> **Written exercise**
Reproduce the lines of the material below verbatim, beginning with the line containing "class=stove knob panel" and continuing through the end of the material, both ends included. Omit the pictures from your answer.

> **Material for bounding box labeling**
★ ★ ★ ★ ★ ★ ★
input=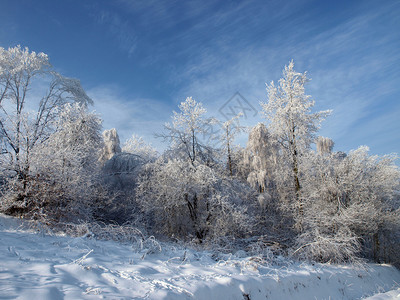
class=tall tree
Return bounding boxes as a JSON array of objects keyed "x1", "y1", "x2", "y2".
[
  {"x1": 160, "y1": 97, "x2": 213, "y2": 166},
  {"x1": 0, "y1": 46, "x2": 92, "y2": 197},
  {"x1": 261, "y1": 61, "x2": 330, "y2": 228}
]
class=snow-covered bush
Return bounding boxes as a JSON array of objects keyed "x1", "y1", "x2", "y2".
[
  {"x1": 296, "y1": 147, "x2": 400, "y2": 261},
  {"x1": 138, "y1": 159, "x2": 249, "y2": 242},
  {"x1": 3, "y1": 104, "x2": 102, "y2": 220}
]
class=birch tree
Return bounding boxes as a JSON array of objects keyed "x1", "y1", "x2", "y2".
[
  {"x1": 260, "y1": 61, "x2": 330, "y2": 228},
  {"x1": 0, "y1": 46, "x2": 92, "y2": 204}
]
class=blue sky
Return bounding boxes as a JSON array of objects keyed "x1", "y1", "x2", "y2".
[{"x1": 0, "y1": 0, "x2": 400, "y2": 155}]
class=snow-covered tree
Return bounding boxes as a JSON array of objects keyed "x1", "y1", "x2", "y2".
[
  {"x1": 3, "y1": 103, "x2": 103, "y2": 220},
  {"x1": 220, "y1": 113, "x2": 244, "y2": 176},
  {"x1": 122, "y1": 134, "x2": 158, "y2": 162},
  {"x1": 296, "y1": 146, "x2": 400, "y2": 261},
  {"x1": 159, "y1": 97, "x2": 213, "y2": 165},
  {"x1": 260, "y1": 61, "x2": 330, "y2": 228},
  {"x1": 0, "y1": 46, "x2": 92, "y2": 206},
  {"x1": 316, "y1": 136, "x2": 335, "y2": 155},
  {"x1": 100, "y1": 128, "x2": 121, "y2": 163},
  {"x1": 138, "y1": 158, "x2": 251, "y2": 243}
]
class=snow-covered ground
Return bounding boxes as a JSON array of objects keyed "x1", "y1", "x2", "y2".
[{"x1": 0, "y1": 215, "x2": 400, "y2": 300}]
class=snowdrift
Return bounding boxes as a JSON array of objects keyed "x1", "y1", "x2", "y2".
[{"x1": 0, "y1": 215, "x2": 400, "y2": 300}]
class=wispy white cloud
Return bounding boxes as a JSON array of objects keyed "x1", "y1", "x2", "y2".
[
  {"x1": 173, "y1": 2, "x2": 400, "y2": 154},
  {"x1": 88, "y1": 86, "x2": 172, "y2": 148}
]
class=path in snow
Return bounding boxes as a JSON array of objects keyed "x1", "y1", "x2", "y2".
[{"x1": 0, "y1": 216, "x2": 400, "y2": 300}]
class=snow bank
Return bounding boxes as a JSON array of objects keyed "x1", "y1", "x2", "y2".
[{"x1": 0, "y1": 216, "x2": 400, "y2": 300}]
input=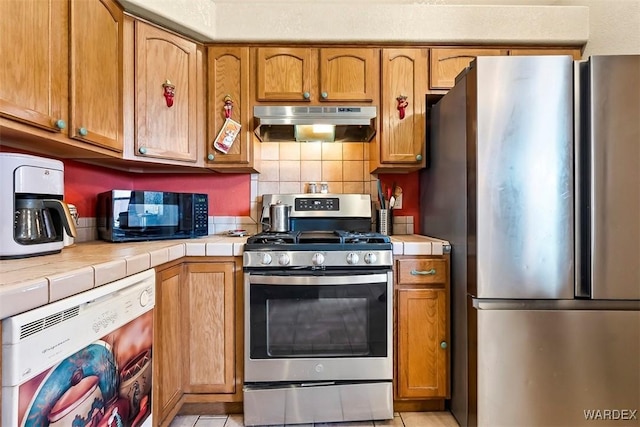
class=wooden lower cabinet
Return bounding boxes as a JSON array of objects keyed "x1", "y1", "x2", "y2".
[
  {"x1": 182, "y1": 261, "x2": 236, "y2": 393},
  {"x1": 395, "y1": 255, "x2": 450, "y2": 406},
  {"x1": 152, "y1": 264, "x2": 186, "y2": 426},
  {"x1": 152, "y1": 257, "x2": 243, "y2": 427}
]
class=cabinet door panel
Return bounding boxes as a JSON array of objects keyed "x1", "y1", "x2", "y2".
[
  {"x1": 152, "y1": 265, "x2": 184, "y2": 425},
  {"x1": 0, "y1": 0, "x2": 69, "y2": 131},
  {"x1": 69, "y1": 0, "x2": 123, "y2": 151},
  {"x1": 429, "y1": 48, "x2": 507, "y2": 89},
  {"x1": 207, "y1": 47, "x2": 253, "y2": 167},
  {"x1": 380, "y1": 49, "x2": 428, "y2": 167},
  {"x1": 256, "y1": 48, "x2": 315, "y2": 101},
  {"x1": 184, "y1": 262, "x2": 235, "y2": 393},
  {"x1": 397, "y1": 289, "x2": 448, "y2": 398},
  {"x1": 319, "y1": 48, "x2": 379, "y2": 102},
  {"x1": 135, "y1": 22, "x2": 198, "y2": 162}
]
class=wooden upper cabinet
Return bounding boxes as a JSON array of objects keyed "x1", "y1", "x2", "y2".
[
  {"x1": 182, "y1": 261, "x2": 236, "y2": 393},
  {"x1": 69, "y1": 0, "x2": 123, "y2": 152},
  {"x1": 0, "y1": 0, "x2": 69, "y2": 132},
  {"x1": 509, "y1": 48, "x2": 582, "y2": 59},
  {"x1": 429, "y1": 48, "x2": 508, "y2": 89},
  {"x1": 134, "y1": 21, "x2": 198, "y2": 162},
  {"x1": 255, "y1": 47, "x2": 379, "y2": 104},
  {"x1": 319, "y1": 48, "x2": 380, "y2": 102},
  {"x1": 372, "y1": 48, "x2": 428, "y2": 170},
  {"x1": 255, "y1": 47, "x2": 313, "y2": 101},
  {"x1": 206, "y1": 46, "x2": 253, "y2": 172}
]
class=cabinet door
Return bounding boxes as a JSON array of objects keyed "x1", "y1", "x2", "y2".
[
  {"x1": 319, "y1": 48, "x2": 380, "y2": 102},
  {"x1": 135, "y1": 21, "x2": 198, "y2": 162},
  {"x1": 207, "y1": 46, "x2": 253, "y2": 170},
  {"x1": 183, "y1": 262, "x2": 235, "y2": 393},
  {"x1": 379, "y1": 49, "x2": 428, "y2": 169},
  {"x1": 429, "y1": 48, "x2": 507, "y2": 89},
  {"x1": 0, "y1": 0, "x2": 69, "y2": 131},
  {"x1": 152, "y1": 264, "x2": 185, "y2": 425},
  {"x1": 509, "y1": 48, "x2": 582, "y2": 59},
  {"x1": 396, "y1": 289, "x2": 449, "y2": 398},
  {"x1": 255, "y1": 47, "x2": 316, "y2": 101},
  {"x1": 69, "y1": 0, "x2": 123, "y2": 152}
]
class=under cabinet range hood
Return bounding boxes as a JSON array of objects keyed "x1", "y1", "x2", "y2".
[{"x1": 253, "y1": 105, "x2": 377, "y2": 142}]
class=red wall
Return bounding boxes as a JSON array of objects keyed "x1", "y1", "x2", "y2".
[
  {"x1": 63, "y1": 159, "x2": 251, "y2": 217},
  {"x1": 0, "y1": 146, "x2": 420, "y2": 227},
  {"x1": 378, "y1": 172, "x2": 420, "y2": 233},
  {"x1": 0, "y1": 146, "x2": 251, "y2": 218}
]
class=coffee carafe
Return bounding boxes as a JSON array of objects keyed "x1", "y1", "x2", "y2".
[
  {"x1": 0, "y1": 153, "x2": 76, "y2": 258},
  {"x1": 13, "y1": 199, "x2": 76, "y2": 245}
]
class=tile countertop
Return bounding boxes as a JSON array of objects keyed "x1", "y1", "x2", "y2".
[{"x1": 0, "y1": 234, "x2": 448, "y2": 319}]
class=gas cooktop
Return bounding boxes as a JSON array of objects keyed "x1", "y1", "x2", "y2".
[
  {"x1": 244, "y1": 231, "x2": 393, "y2": 269},
  {"x1": 247, "y1": 230, "x2": 391, "y2": 249}
]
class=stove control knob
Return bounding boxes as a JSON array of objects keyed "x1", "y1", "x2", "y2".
[
  {"x1": 364, "y1": 252, "x2": 378, "y2": 264},
  {"x1": 347, "y1": 252, "x2": 360, "y2": 264},
  {"x1": 278, "y1": 254, "x2": 291, "y2": 265},
  {"x1": 311, "y1": 252, "x2": 324, "y2": 265}
]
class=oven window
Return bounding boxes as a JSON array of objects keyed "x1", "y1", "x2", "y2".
[{"x1": 249, "y1": 283, "x2": 388, "y2": 359}]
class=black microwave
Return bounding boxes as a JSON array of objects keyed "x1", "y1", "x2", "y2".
[{"x1": 97, "y1": 190, "x2": 209, "y2": 242}]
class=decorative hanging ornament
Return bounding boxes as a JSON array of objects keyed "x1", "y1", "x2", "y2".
[
  {"x1": 162, "y1": 79, "x2": 176, "y2": 107},
  {"x1": 396, "y1": 95, "x2": 409, "y2": 120},
  {"x1": 224, "y1": 95, "x2": 233, "y2": 119}
]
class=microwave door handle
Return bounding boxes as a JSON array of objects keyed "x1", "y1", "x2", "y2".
[{"x1": 249, "y1": 273, "x2": 387, "y2": 286}]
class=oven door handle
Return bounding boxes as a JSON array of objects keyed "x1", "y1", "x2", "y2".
[{"x1": 249, "y1": 273, "x2": 388, "y2": 285}]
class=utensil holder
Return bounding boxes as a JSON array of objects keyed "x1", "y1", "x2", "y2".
[{"x1": 376, "y1": 209, "x2": 393, "y2": 236}]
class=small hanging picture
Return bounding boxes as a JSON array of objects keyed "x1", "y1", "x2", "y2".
[{"x1": 213, "y1": 117, "x2": 242, "y2": 154}]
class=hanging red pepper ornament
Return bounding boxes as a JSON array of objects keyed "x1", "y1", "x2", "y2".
[
  {"x1": 162, "y1": 79, "x2": 176, "y2": 107},
  {"x1": 224, "y1": 95, "x2": 233, "y2": 119},
  {"x1": 396, "y1": 95, "x2": 409, "y2": 120}
]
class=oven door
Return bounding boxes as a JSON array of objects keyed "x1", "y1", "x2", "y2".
[{"x1": 245, "y1": 270, "x2": 393, "y2": 383}]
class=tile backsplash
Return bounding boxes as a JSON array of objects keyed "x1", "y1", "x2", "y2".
[{"x1": 76, "y1": 142, "x2": 414, "y2": 242}]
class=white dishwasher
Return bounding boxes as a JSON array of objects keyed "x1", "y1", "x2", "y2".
[{"x1": 2, "y1": 269, "x2": 155, "y2": 427}]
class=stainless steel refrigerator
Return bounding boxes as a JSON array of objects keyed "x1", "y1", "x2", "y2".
[{"x1": 420, "y1": 55, "x2": 640, "y2": 427}]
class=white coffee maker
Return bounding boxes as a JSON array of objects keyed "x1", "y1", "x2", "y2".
[{"x1": 0, "y1": 153, "x2": 76, "y2": 259}]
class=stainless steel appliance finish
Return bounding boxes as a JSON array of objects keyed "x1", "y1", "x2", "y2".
[
  {"x1": 243, "y1": 194, "x2": 393, "y2": 425},
  {"x1": 269, "y1": 201, "x2": 291, "y2": 233},
  {"x1": 253, "y1": 105, "x2": 377, "y2": 142},
  {"x1": 244, "y1": 382, "x2": 393, "y2": 426},
  {"x1": 420, "y1": 55, "x2": 640, "y2": 426},
  {"x1": 577, "y1": 55, "x2": 640, "y2": 300},
  {"x1": 0, "y1": 153, "x2": 76, "y2": 258}
]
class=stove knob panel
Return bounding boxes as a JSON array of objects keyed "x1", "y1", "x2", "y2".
[
  {"x1": 347, "y1": 252, "x2": 360, "y2": 264},
  {"x1": 364, "y1": 252, "x2": 378, "y2": 264},
  {"x1": 311, "y1": 252, "x2": 324, "y2": 265},
  {"x1": 278, "y1": 254, "x2": 291, "y2": 265}
]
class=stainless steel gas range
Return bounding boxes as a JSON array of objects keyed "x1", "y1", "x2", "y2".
[{"x1": 244, "y1": 194, "x2": 393, "y2": 426}]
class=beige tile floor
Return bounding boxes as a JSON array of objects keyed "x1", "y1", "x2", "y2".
[{"x1": 170, "y1": 412, "x2": 458, "y2": 427}]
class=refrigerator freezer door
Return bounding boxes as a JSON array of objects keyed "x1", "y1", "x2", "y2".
[
  {"x1": 583, "y1": 55, "x2": 640, "y2": 300},
  {"x1": 476, "y1": 310, "x2": 640, "y2": 427},
  {"x1": 467, "y1": 56, "x2": 575, "y2": 299}
]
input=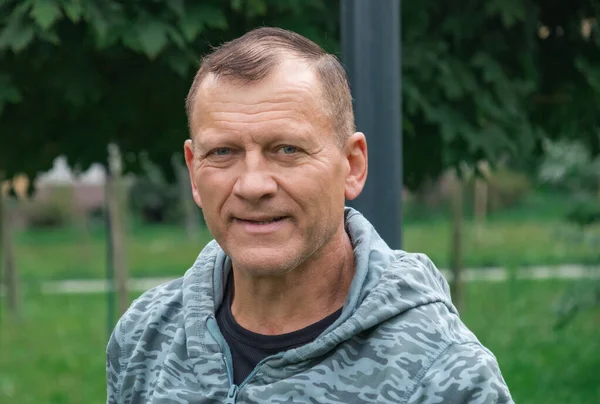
★ ★ ★ ★ ★ ★ ★
> **Final answer**
class=stove knob panel
Return bounding boxes as a JSON array of objects keyed "x1", "y1", "x2", "y2".
[
  {"x1": 347, "y1": 252, "x2": 360, "y2": 264},
  {"x1": 364, "y1": 252, "x2": 378, "y2": 264},
  {"x1": 311, "y1": 252, "x2": 324, "y2": 265},
  {"x1": 278, "y1": 254, "x2": 291, "y2": 265}
]
class=stainless steel gas range
Return bounding boxes as a JSON array of objects keyed "x1", "y1", "x2", "y2".
[{"x1": 244, "y1": 194, "x2": 393, "y2": 426}]
class=beige tile floor
Return bounding boxes as a JSON array of objects keyed "x1", "y1", "x2", "y2".
[{"x1": 170, "y1": 412, "x2": 458, "y2": 427}]
class=refrigerator freezer door
Return bounding boxes as a JSON array of objects keyed "x1", "y1", "x2", "y2".
[
  {"x1": 583, "y1": 55, "x2": 640, "y2": 300},
  {"x1": 476, "y1": 310, "x2": 640, "y2": 427},
  {"x1": 467, "y1": 56, "x2": 575, "y2": 299}
]
input=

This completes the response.